▸ Exercise brief
Pick out every line in the entries below that contains the word "baseboard".

▸ The input

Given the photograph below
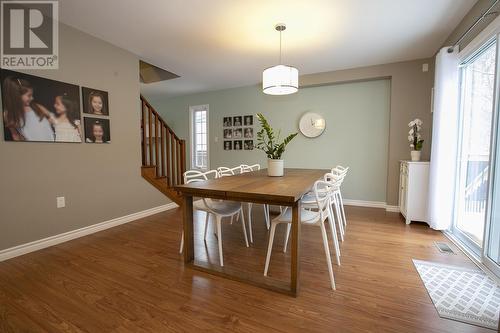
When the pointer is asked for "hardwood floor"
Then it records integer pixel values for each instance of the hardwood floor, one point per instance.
(132, 279)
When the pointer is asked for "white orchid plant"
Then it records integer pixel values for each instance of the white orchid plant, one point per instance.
(414, 136)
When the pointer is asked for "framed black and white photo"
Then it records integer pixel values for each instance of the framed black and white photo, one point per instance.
(97, 130)
(248, 132)
(95, 102)
(248, 145)
(238, 145)
(39, 110)
(227, 122)
(238, 133)
(237, 121)
(228, 133)
(248, 120)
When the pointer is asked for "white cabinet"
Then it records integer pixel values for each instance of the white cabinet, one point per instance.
(413, 190)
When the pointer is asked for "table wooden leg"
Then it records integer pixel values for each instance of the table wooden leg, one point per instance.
(294, 285)
(187, 210)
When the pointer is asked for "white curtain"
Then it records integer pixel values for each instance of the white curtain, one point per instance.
(445, 131)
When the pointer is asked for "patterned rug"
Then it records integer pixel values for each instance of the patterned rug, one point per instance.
(462, 294)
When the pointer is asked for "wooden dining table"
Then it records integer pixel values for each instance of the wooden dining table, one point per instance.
(255, 187)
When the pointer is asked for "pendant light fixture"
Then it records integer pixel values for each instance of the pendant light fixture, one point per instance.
(280, 79)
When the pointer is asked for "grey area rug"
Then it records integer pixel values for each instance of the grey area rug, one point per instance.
(462, 294)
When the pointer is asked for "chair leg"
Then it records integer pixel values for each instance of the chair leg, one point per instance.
(270, 247)
(266, 216)
(207, 218)
(219, 238)
(331, 221)
(339, 218)
(287, 235)
(341, 202)
(182, 242)
(249, 207)
(327, 253)
(243, 225)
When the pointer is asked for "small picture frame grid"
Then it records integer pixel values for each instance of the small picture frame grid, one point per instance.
(238, 132)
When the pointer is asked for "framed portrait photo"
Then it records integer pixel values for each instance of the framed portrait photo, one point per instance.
(227, 121)
(228, 133)
(248, 132)
(237, 121)
(238, 133)
(248, 120)
(36, 109)
(95, 102)
(238, 145)
(97, 130)
(248, 145)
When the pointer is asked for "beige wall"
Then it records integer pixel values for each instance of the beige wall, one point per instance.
(356, 133)
(410, 98)
(100, 182)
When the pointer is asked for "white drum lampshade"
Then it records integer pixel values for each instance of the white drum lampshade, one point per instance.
(280, 80)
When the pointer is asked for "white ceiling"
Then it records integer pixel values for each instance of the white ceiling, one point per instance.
(216, 44)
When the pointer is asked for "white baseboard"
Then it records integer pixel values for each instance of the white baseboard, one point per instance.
(393, 209)
(372, 204)
(64, 237)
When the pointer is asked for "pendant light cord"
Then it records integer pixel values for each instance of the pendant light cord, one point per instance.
(280, 48)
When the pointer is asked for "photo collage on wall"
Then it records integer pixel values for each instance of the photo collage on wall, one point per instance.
(238, 132)
(36, 109)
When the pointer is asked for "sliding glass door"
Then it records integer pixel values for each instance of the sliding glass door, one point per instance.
(477, 96)
(491, 251)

▸ Response to the exercise
When the pointer is asked for "white baseboard"
Then it records integer pixel values for each instance of the white baseboard, one point per instance.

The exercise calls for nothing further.